═════ The data ═════

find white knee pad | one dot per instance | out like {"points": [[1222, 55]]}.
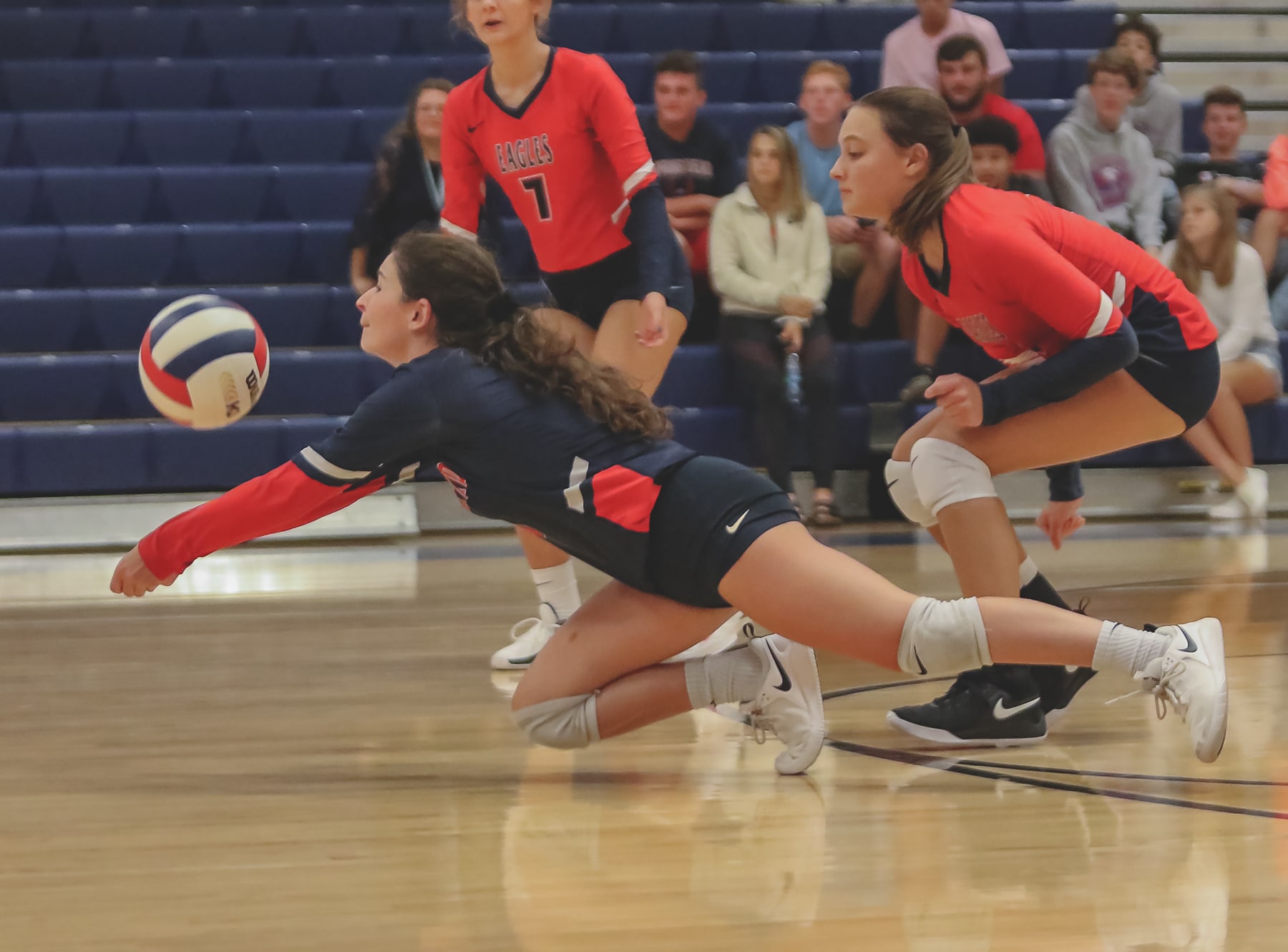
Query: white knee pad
{"points": [[943, 636], [947, 473], [903, 491], [565, 723]]}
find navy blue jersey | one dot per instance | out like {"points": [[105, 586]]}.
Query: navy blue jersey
{"points": [[535, 462]]}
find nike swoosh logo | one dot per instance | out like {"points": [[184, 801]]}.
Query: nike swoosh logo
{"points": [[1002, 713], [786, 684], [736, 525]]}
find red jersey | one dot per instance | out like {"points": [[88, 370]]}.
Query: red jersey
{"points": [[570, 159], [1032, 156], [1023, 278]]}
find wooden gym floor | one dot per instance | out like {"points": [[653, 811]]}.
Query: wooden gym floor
{"points": [[303, 749]]}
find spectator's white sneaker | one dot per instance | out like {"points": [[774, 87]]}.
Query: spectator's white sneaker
{"points": [[1251, 499], [1191, 678], [738, 628], [790, 702], [526, 642]]}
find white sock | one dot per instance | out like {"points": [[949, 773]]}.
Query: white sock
{"points": [[731, 676], [1127, 649], [557, 586]]}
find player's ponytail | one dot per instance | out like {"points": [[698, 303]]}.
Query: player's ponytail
{"points": [[474, 312], [917, 116]]}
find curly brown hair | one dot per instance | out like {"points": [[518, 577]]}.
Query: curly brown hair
{"points": [[476, 314]]}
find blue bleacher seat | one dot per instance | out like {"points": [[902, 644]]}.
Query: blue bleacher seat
{"points": [[77, 140], [98, 196], [590, 29], [322, 193], [1064, 26], [42, 321], [36, 34], [29, 256], [431, 30], [54, 84], [862, 27], [774, 27], [380, 80], [54, 387], [141, 31], [635, 71], [272, 83], [227, 254], [54, 459], [1036, 75], [122, 256], [660, 27], [779, 74], [188, 138], [215, 193], [316, 382], [290, 135], [19, 193], [323, 253], [354, 31], [246, 31], [150, 84], [729, 77], [187, 460], [293, 316]]}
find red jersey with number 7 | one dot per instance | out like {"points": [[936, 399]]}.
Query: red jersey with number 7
{"points": [[570, 159]]}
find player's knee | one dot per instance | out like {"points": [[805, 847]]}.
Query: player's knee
{"points": [[903, 494], [566, 723], [943, 636], [947, 473]]}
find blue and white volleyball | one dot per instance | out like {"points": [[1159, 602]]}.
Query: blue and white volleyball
{"points": [[204, 362]]}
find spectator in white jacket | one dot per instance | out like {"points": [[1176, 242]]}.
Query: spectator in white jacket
{"points": [[771, 264], [1229, 280]]}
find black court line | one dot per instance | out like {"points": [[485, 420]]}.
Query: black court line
{"points": [[962, 768]]}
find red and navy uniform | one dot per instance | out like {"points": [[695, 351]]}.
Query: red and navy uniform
{"points": [[1027, 280], [573, 162], [535, 462]]}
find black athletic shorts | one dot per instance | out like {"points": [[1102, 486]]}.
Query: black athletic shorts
{"points": [[1184, 382], [708, 514], [589, 293]]}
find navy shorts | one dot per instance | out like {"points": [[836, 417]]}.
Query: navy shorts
{"points": [[1184, 382], [708, 514], [589, 293]]}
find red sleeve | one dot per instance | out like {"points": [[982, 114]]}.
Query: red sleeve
{"points": [[1045, 283], [616, 127], [463, 172], [276, 501]]}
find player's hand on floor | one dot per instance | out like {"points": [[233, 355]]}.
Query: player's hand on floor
{"points": [[652, 331], [133, 578], [1060, 520], [960, 399]]}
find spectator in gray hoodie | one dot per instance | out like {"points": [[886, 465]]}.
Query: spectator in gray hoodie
{"points": [[1099, 165]]}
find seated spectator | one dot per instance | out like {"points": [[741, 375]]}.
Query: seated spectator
{"points": [[908, 53], [1228, 278], [769, 264], [1099, 165], [1225, 120], [964, 85], [995, 146], [693, 160], [406, 188], [862, 253]]}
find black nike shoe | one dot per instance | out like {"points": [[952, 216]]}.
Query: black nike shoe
{"points": [[974, 713]]}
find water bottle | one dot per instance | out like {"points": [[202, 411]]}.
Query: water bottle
{"points": [[794, 379]]}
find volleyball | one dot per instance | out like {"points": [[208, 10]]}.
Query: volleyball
{"points": [[204, 362]]}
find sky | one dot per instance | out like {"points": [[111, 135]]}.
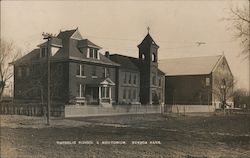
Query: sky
{"points": [[119, 26]]}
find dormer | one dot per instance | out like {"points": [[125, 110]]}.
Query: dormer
{"points": [[91, 49], [55, 44]]}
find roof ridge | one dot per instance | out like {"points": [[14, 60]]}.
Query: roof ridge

═════

- **Aim**
Reproduce word for word the lines running from the line with "find black court" through the end of the data, both included, and nothing else; leave out the pictures.

- **Exercise response**
find black court line | one dot per instance | out like {"points": [[485, 420]]}.
Query: black court line
{"points": [[962, 768]]}
find red and navy uniform | one dot per instance | out like {"points": [[695, 351]]}.
Query: red and navy uniform
{"points": [[1027, 280], [573, 162], [535, 462]]}
find black athletic shorts | one dot per instance | out like {"points": [[1102, 486]]}.
Query: black athletic shorts
{"points": [[1184, 382], [708, 514], [589, 293]]}
find navy shorts | one dot per instance | out like {"points": [[836, 417]]}.
Query: navy shorts
{"points": [[1184, 382], [708, 514], [589, 293]]}
find red sleeve | one dot per instance | out like {"points": [[982, 114]]}.
Query: red sleeve
{"points": [[1045, 283], [616, 127], [463, 172], [276, 501]]}
find player's hand on floor | one dot per instance | out like {"points": [[233, 355]]}.
Query: player's hand on floor
{"points": [[652, 331], [133, 578], [1060, 520], [960, 399]]}
find spectator in gray hoodie | one dot per instance | out like {"points": [[886, 465]]}.
Query: spectator in gray hoodie
{"points": [[1099, 165]]}
find seated spectator | one dot per instance | out like {"points": [[741, 375]]}.
Query: seated spectator
{"points": [[908, 53], [1228, 278], [769, 264], [1099, 165], [1225, 120], [964, 85], [995, 146], [693, 160], [406, 188], [862, 253]]}
find black nike shoe | one dot per instance | out like {"points": [[952, 216]]}.
Query: black nike shoe
{"points": [[974, 713]]}
find water bottle | one dot per instance | out like {"points": [[202, 411]]}.
Query: water bottle
{"points": [[794, 379]]}
find volleyball | one dot per instance | out like {"points": [[208, 10]]}.
Query: volleyball
{"points": [[204, 362]]}
find sky | one dot per instance | out like {"points": [[111, 135]]}.
Query: sky
{"points": [[119, 26]]}
find dormer | one dot per instance | out like {"points": [[125, 110]]}.
Query: dormer
{"points": [[91, 49], [55, 44]]}
find roof ridge | one dot per instance | out like {"points": [[14, 60]]}.
Query: roof ridge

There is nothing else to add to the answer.